STATED PROBLEM
Pick out each line in the listing below that contains the word "Target" and copy those lines unchanged.

ENTRIES SUPPLIED
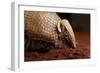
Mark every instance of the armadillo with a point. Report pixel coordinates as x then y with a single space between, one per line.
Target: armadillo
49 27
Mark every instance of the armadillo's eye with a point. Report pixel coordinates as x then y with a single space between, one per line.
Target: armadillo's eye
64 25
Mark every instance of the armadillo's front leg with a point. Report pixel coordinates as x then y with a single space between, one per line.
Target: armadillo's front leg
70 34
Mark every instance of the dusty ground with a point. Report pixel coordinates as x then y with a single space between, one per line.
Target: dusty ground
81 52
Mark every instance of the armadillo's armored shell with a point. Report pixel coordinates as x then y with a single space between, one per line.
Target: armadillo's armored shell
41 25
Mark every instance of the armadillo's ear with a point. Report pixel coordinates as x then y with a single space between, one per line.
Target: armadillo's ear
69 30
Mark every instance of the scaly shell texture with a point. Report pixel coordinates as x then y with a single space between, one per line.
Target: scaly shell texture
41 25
---
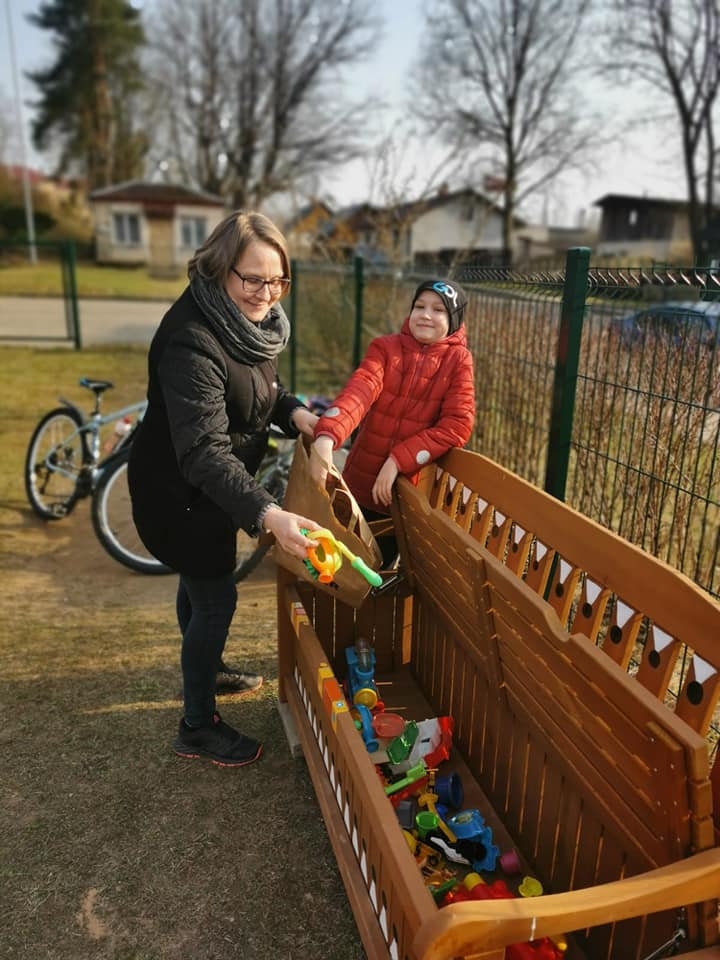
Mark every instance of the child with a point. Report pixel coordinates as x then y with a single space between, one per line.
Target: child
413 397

ANSWER BELOW
Target: armadillo
Target: armadillo's eye
Target: armadillo's front leg
Target: dusty ground
Target: armadillo's armored shell
Target: armadillo's ear
Target: scaly shell texture
Target: child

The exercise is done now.